# [Work required]
Write out every entry once more, character for character.

(Task material)

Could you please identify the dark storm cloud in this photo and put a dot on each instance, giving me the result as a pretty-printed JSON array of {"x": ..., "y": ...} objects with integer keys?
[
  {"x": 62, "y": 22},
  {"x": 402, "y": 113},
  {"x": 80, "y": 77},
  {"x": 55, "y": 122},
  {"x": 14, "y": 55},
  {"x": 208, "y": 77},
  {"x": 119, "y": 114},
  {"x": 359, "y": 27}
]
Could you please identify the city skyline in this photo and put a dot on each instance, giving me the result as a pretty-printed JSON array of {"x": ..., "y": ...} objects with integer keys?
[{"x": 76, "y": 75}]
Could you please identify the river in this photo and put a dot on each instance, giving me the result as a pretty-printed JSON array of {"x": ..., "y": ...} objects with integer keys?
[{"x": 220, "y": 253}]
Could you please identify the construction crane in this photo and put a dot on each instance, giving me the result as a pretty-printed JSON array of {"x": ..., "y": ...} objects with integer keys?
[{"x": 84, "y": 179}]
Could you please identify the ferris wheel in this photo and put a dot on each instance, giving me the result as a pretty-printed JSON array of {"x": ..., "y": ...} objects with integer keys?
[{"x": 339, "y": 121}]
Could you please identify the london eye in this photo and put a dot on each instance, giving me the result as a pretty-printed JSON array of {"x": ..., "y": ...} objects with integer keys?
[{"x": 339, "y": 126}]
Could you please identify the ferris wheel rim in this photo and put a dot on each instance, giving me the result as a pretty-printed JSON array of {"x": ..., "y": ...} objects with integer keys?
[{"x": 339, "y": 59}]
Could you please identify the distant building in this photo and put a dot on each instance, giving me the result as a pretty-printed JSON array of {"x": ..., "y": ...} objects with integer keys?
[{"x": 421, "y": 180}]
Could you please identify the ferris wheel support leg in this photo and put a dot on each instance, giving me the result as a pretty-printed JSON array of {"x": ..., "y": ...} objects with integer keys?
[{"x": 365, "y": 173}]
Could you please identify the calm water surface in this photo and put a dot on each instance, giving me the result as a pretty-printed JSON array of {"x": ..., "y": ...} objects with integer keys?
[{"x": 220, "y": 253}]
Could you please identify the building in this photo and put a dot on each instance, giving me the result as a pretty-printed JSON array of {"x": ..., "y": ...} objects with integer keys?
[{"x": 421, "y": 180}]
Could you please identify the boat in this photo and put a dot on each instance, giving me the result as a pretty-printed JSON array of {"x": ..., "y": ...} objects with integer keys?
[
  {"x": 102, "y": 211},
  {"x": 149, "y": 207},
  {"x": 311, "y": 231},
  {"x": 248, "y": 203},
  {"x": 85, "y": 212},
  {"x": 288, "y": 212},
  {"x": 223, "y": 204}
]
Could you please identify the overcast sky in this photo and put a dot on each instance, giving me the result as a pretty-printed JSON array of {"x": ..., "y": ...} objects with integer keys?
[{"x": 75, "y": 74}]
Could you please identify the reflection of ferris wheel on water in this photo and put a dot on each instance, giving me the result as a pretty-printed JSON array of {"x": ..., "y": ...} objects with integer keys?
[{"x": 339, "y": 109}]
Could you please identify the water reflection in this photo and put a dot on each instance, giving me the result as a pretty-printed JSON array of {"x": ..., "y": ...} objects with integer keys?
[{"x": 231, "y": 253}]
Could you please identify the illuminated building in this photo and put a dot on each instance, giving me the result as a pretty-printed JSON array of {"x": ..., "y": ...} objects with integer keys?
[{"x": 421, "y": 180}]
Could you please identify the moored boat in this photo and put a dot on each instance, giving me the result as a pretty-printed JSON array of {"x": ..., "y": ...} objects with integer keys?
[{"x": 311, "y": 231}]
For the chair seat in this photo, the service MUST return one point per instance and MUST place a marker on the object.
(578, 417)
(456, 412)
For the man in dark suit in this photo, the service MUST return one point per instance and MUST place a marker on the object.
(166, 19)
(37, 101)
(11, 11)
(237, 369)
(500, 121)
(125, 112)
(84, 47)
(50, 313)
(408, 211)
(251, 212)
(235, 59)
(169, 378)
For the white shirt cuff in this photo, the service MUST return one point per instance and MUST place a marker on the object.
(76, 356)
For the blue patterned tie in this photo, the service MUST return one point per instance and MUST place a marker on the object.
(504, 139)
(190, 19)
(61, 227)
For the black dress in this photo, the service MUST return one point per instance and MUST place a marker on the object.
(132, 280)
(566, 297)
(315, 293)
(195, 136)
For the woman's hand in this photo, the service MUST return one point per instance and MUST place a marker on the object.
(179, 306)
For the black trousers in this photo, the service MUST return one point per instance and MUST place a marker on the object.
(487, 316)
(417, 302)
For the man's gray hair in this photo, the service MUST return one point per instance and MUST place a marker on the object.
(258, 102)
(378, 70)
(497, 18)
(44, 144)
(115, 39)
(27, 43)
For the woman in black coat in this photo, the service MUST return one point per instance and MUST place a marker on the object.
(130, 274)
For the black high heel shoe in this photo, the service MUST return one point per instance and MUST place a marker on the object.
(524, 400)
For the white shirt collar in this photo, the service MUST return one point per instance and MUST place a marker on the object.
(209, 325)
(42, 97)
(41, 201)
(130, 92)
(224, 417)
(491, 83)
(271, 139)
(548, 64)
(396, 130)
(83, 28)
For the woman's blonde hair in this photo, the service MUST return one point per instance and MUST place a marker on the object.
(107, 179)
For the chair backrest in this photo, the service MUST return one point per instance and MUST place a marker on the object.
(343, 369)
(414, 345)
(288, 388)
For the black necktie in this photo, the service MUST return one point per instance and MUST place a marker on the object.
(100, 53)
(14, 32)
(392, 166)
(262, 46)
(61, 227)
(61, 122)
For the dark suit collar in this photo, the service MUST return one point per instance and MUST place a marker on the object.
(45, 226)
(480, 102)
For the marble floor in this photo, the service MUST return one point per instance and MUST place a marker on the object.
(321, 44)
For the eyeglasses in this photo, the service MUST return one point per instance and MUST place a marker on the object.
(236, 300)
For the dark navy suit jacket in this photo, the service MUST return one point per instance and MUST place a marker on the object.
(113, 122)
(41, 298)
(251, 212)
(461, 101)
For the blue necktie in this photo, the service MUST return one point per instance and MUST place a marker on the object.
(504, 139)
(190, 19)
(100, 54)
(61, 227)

(End Task material)

# [Task result]
Could you please identify the dark storm cloud in this photo and put a dot on each instance, giving me the result as a pretty-printed JSON array of {"x": ..., "y": ...} objects with integer keys?
[
  {"x": 62, "y": 22},
  {"x": 402, "y": 113},
  {"x": 80, "y": 77},
  {"x": 55, "y": 122},
  {"x": 14, "y": 55},
  {"x": 208, "y": 77},
  {"x": 119, "y": 114},
  {"x": 359, "y": 27}
]
Could you please identify the city skyline in this photo and put a dot on each instance, giving me the result as a pretty-printed JSON array of {"x": ..., "y": ...} objects with integer keys?
[{"x": 76, "y": 75}]
Could you please identify the river in this photo and put a dot on each instance, giving me the result as a pretty-printed JSON array of {"x": ..., "y": ...} objects with integer keys?
[{"x": 220, "y": 253}]
Could you please identify the construction crane in this photo and put a dot on each instance, giving me the result as a pretty-printed JSON array of {"x": ..., "y": ...} objects with integer keys?
[{"x": 84, "y": 179}]
Could you please identify the ferris wheel in this photo and put a dot on each instance, giving me the result as a pretty-printed JSON array of {"x": ..., "y": ...} objects with integer keys?
[{"x": 339, "y": 121}]
Could you please identify the london eye in this photo and put a dot on each instance, giving me the result as a pretty-printed JSON array of {"x": ..., "y": ...} objects with integer keys?
[{"x": 339, "y": 126}]
Could you please identify the ferris wheel rim in this photo and put a dot on each instance, giving me the result as a pretty-printed JSON array of {"x": ..., "y": ...} objects with integer keys?
[{"x": 339, "y": 59}]
Could you please identify the distant building in this photo and put a dot on each instance, giving me the result as a pretty-printed JSON array of {"x": ..., "y": ...} objects with integer keys?
[{"x": 421, "y": 180}]
Could you please identify the ferris wheel support leg in this photo and put a dot on each instance, giving me the result as a pretty-printed JSON array of {"x": ..., "y": ...} objects with integer keys?
[{"x": 365, "y": 173}]
Could you please identify the calm water surface in this photo and put a dot on each instance, giving me the result as a pretty-printed JSON array of {"x": ..., "y": ...} objects with integer keys?
[{"x": 220, "y": 253}]
Could you please identify the building in this photo and put a dot on each instance, giving me the result as a pretty-printed JSON array of {"x": ..., "y": ...} objects with integer keys?
[{"x": 421, "y": 180}]
Could you please identify the boat in this photo and put a dot on each instance, giving me the result as a pretty-printed JSON array of {"x": ..., "y": ...} objects with integer keys?
[
  {"x": 102, "y": 211},
  {"x": 149, "y": 207},
  {"x": 311, "y": 231},
  {"x": 248, "y": 203},
  {"x": 85, "y": 212},
  {"x": 288, "y": 212},
  {"x": 223, "y": 204}
]
Could you please identify the overcast sky in this photo and put a dot on each instance, giving me the result as a pretty-printed JSON array of {"x": ..., "y": ...} objects with integer keys?
[{"x": 75, "y": 74}]
Could you please identify the reflection of ferris wheel on water in this photo and put a dot on each instance, giving me the result as a pretty-printed JSON array of {"x": ..., "y": ...} objects with integer keys?
[{"x": 339, "y": 109}]
Could you please identify the water reflection in this photo and put a dot on each instance, giving me the result as a pretty-printed JSON array of {"x": ..., "y": ...} objects with integer keys?
[{"x": 231, "y": 253}]
Could you please identify the illuminated building in this photo and put a dot on each instance, giving me the result as a pretty-printed JSON array of {"x": ..., "y": ...} objects with integer keys?
[{"x": 421, "y": 180}]
Could you please identify the moored boat in this photo and put a dot on each instance, giving me the result as a pretty-printed JSON array of {"x": ..., "y": ...} objects with integer keys?
[{"x": 311, "y": 231}]
For the chair seat in this photo, the service MUST return one point per instance and MUST place a marker on the object.
(578, 417)
(456, 412)
For the man in dark suit in this photo, the service MUST return one point per instance and MUST place a marker on the object.
(166, 19)
(37, 101)
(11, 11)
(237, 369)
(500, 121)
(125, 112)
(84, 47)
(50, 313)
(408, 211)
(251, 212)
(235, 59)
(169, 378)
For the white shirt cuff in this photo, the service MUST return one point per instance and MUST place a marker on the object.
(76, 356)
For the blue patterned tie in this photo, the service MUST return one point per instance and MUST place a marker on the object.
(504, 139)
(190, 19)
(61, 227)
For the black dress in this photo, the service MUST return one point per instance and MUST place a marker on the object.
(132, 280)
(566, 297)
(315, 293)
(195, 136)
For the woman's hand in this photo, the service MUST return one point per instance and MUST place a marker on the object.
(179, 306)
For the black trousers in this photo, the service MUST return one point per instance and MUST place a marker on the object.
(487, 316)
(417, 302)
For the man's gray hair in this photo, the service MUST return one point per instance and MUST place a marker on the object.
(258, 102)
(378, 70)
(497, 18)
(44, 144)
(115, 39)
(27, 43)
For the woman in black coat in this photo, the service MUST return one point per instance and MUST place a marker on the object.
(130, 274)
For the black high heel shoe in this photo, the service MUST return one point per instance and MUST place a marker on the object.
(524, 400)
For the white shirt collar in this photo, the service MUST return one point per instance and MUST place a marker on the object.
(209, 325)
(42, 97)
(41, 201)
(130, 92)
(224, 417)
(491, 83)
(271, 139)
(548, 64)
(396, 130)
(83, 28)
For the woman's blonde hair in this photo, the service MUST return one point per instance and MUST place a marker on the object.
(107, 179)
For the chair backrest in this photo, the service MUST return one point per instance and MUST place a marker on the object.
(343, 369)
(414, 345)
(288, 388)
For the black necktie in this photo, the service MUST return one point per instance and MUST place a marker on the object.
(100, 53)
(14, 32)
(392, 166)
(262, 46)
(61, 227)
(61, 122)
For the dark suit collar in this photo, the service MUST return one point per instance and MUST place a marker on the object.
(45, 226)
(480, 102)
For the marble floor in this photo, the service MUST return one point per instance and MUST place a marker on the object.
(321, 44)
For the eyeglasses in this photo, the service MUST return one point per instance and MUST place a marker on the object.
(236, 300)
For the dark navy suit jacket in this photo, the service MUST return one point per instance and MUST place a marker on the object.
(113, 122)
(41, 298)
(251, 212)
(461, 101)
For the blue necktie in this photo, the service MUST return one point per instance and MUST place a marker on the object.
(504, 139)
(190, 19)
(100, 54)
(61, 227)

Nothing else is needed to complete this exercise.